[Start of Attachment]

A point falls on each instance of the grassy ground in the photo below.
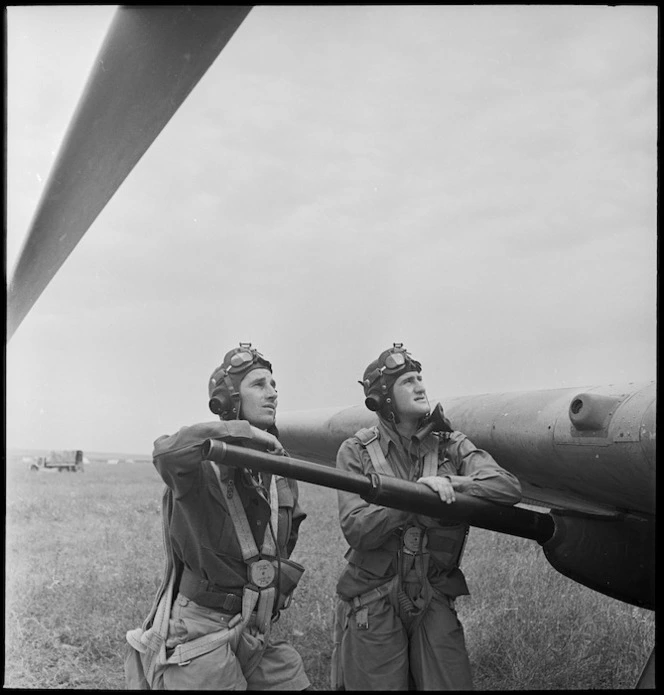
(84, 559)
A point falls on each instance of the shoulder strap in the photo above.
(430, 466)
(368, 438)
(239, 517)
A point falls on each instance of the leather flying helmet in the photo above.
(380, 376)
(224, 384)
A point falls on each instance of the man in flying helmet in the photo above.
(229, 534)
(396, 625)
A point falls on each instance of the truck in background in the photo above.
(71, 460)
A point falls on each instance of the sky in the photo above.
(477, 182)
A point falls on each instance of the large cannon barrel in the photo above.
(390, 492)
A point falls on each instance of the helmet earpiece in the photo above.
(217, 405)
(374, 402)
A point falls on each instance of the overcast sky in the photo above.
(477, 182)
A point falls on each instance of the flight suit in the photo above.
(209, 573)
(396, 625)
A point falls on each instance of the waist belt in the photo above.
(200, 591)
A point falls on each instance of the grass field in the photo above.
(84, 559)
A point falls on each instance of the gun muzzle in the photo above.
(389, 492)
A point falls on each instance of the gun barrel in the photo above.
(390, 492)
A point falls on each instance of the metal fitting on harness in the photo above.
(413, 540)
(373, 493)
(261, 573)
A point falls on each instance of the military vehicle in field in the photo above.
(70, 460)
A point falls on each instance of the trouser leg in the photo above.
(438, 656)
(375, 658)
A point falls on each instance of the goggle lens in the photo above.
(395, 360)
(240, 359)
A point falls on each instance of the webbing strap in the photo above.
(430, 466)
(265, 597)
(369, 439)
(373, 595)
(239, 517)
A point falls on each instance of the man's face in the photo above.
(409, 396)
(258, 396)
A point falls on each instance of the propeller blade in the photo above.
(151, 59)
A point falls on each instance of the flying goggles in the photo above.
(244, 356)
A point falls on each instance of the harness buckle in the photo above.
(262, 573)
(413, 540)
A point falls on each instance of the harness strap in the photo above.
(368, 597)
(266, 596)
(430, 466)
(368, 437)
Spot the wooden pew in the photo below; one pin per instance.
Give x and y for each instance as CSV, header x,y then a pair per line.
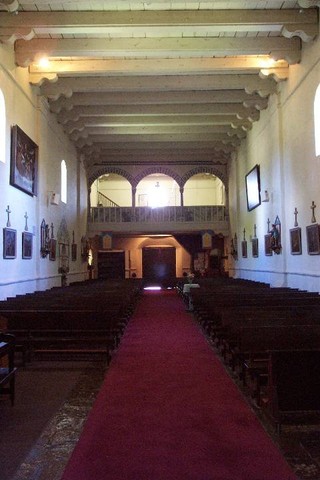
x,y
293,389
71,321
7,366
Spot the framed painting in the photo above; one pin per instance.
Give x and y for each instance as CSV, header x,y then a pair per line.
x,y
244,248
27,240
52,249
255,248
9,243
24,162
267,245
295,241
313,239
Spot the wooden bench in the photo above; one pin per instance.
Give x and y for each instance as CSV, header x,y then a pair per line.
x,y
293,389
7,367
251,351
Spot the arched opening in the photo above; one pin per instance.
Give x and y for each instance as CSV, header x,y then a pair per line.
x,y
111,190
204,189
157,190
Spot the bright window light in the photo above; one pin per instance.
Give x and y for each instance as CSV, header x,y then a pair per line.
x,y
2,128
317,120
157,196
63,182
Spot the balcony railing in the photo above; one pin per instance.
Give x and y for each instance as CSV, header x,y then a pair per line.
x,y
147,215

[End of Attachment]
[Start of Attachment]

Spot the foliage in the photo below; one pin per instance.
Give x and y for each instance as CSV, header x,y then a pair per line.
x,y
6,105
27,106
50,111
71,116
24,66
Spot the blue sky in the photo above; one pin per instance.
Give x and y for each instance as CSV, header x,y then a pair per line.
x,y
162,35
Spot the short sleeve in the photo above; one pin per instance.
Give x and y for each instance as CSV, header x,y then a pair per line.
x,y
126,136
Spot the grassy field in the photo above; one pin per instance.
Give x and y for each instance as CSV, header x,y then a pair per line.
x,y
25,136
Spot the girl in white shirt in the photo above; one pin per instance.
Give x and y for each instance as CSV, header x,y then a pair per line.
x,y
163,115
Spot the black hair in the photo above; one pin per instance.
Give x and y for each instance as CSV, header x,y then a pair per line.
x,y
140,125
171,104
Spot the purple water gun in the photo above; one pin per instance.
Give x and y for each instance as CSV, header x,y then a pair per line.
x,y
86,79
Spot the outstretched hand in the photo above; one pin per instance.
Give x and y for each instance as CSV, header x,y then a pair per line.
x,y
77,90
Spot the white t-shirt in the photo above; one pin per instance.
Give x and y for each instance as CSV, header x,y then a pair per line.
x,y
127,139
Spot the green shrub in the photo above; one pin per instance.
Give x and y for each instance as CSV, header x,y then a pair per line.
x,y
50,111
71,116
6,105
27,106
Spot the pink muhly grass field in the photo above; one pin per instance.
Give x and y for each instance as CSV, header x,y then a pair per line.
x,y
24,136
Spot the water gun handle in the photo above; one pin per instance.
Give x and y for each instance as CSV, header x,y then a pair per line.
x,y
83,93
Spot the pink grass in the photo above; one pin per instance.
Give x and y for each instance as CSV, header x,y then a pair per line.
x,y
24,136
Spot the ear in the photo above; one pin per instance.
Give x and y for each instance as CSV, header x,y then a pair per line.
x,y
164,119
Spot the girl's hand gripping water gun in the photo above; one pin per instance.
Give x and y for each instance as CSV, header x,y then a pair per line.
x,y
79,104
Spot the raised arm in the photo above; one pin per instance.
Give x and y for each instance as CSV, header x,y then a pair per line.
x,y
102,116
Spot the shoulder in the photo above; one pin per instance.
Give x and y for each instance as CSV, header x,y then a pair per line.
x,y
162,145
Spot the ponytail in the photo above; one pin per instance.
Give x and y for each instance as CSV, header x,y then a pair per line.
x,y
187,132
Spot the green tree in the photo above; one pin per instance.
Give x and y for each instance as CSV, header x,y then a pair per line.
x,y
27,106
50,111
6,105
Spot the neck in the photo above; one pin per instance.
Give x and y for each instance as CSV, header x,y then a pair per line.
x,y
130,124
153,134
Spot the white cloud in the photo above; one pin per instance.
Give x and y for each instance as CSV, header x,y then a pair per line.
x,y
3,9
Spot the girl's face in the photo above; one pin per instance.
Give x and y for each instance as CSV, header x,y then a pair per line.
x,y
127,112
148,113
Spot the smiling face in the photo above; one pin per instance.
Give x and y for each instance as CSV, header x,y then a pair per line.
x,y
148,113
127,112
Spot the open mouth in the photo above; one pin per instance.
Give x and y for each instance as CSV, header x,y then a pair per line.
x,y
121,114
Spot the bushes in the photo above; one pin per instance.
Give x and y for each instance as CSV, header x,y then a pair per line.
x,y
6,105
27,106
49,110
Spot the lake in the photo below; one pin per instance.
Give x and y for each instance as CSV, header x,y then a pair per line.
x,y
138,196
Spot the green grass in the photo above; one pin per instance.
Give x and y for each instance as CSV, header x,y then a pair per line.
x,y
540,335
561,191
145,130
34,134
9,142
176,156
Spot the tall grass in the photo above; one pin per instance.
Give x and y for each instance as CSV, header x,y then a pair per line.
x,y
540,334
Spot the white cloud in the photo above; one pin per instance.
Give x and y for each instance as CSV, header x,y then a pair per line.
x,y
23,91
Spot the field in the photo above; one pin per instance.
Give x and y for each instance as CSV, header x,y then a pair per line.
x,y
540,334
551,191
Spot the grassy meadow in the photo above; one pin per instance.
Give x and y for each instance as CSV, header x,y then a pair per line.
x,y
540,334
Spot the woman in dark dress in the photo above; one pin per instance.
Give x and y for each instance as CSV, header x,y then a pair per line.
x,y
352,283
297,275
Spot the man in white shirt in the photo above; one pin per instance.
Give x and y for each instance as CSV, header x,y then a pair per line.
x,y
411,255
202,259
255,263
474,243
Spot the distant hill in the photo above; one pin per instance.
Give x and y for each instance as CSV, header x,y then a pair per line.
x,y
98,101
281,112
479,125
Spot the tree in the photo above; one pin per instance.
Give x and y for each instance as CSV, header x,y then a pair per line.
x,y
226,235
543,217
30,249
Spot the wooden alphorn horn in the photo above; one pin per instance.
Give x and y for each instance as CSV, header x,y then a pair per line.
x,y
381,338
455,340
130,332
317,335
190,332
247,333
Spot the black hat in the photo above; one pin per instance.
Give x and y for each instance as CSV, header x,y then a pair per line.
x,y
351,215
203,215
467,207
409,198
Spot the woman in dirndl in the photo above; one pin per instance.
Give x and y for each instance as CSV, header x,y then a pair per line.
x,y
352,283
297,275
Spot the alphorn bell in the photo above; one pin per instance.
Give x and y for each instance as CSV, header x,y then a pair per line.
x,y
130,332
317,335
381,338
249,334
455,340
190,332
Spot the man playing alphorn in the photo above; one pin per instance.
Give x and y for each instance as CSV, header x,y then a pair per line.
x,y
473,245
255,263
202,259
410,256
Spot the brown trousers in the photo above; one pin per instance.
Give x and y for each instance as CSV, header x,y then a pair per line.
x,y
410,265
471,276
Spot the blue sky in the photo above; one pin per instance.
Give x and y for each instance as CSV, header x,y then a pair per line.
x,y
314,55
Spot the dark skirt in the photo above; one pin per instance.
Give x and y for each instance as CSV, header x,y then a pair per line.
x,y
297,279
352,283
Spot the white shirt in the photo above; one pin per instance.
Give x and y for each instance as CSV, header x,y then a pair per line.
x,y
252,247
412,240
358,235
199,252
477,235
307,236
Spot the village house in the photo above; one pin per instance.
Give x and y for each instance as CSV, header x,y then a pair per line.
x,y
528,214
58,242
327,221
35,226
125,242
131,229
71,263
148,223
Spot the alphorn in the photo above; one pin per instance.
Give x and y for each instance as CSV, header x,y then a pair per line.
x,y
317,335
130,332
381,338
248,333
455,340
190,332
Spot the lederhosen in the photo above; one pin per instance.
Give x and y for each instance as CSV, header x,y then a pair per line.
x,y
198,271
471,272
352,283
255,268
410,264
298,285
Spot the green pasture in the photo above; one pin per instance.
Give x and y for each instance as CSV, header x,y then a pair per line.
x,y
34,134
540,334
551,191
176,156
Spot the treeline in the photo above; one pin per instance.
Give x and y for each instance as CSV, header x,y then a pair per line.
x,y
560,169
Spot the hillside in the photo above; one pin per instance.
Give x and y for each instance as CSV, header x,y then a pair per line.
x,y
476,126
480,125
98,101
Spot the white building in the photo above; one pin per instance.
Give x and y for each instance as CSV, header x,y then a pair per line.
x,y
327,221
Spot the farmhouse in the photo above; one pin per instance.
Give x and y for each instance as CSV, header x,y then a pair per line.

[End of Attachment]

▶ [Exercise details] For each line of the entries that contains the word "alphorn", make a copy.

▶ [Output for this exercise]
Spot the wooden alphorn horn in the photo above; one pin per instance.
Spot the alphorn bell in the photo above; one pin per instance.
Spot the man playing alphorn in the photo above; one pin per instance.
Spot the alphorn in the photo above; one pin per instance.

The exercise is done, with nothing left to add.